### QUOTED TEXT
------------------------------------

I take some heart from the Minister’s commitment to a culture change and an understanding of the total need for an overhaul of those privacy management processes. We will be alongside the Government, and giving her some suggestions about the agenda to achieve that. That total culture change is precisely where we need to go, and we need to go there now.

Rt Hon WINSTON PETERS (Leader—NZ First) : There are some people in this House who seem to think that Bronwyn Pullar and Michelle Boag are heroes in this matter. I want to remind them that those are the very people from the National Party who began this attack on ACC’s re-visioning under Nick Smith and backed him all the way until one sad day it affected them. Then they wanted to be different from all the rest of the people around New Zealand who were suffering massive cutbacks of physiotherapist services all around the country. All those other people were on the outside because of the policy that they in the National Party promoted, and all of a sudden one of their own got caught by their own policies—and some people are trying to forgive them and paint them as heroes.

What is happening with the National Party and ACC? You see, Bronwyn Pullar was a National Party campaign organiser. Michelle Boag is a former National Party president. Despite the fact that she had been convicted of trying to pervert the course of justice at a commission of inquiry by this country’s leading judge, she still went on to be promoted to being the president of the National Party. This is extraordinary. Then you have got Nick Smith, the MP who was a Minister in the National Government. Collins is a National Government Minister, and of course there was Wayne Mapp, who used his influence as a Minister to push for Bronwyn Pullar’s case before an insurance company to extract millions from it.

------------------------------------

### DATA SHOWN
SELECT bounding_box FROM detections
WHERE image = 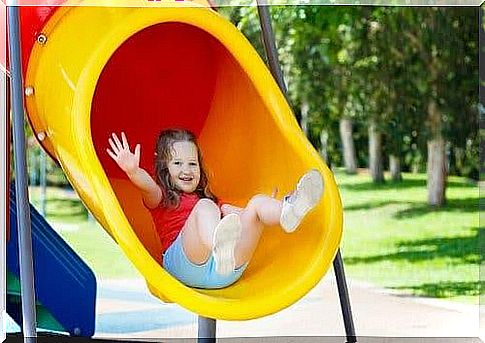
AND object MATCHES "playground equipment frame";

------------------------------------

### GIVEN PROBLEM
Print the parliamentary debate excerpt on ACC, copying it word for word from "What is happening" down to "millions from it.". Work only from the text; the data plays no part here.

### RESPONSE TO THIS EXERCISE
What is happening with the National Party and ACC? You see, Bronwyn Pullar was a National Party campaign organiser. Michelle Boag is a former National Party president. Despite the fact that she had been convicted of trying to pervert the course of justice at a commission of inquiry by this country’s leading judge, she still went on to be promoted to being the president of the National Party. This is extraordinary. Then you have got Nick Smith, the MP who was a Minister in the National Government. Collins is a National Government Minister, and of course there was Wayne Mapp, who used his influence as a Minister to push for Bronwyn Pullar’s case before an insurance company to extract millions from it.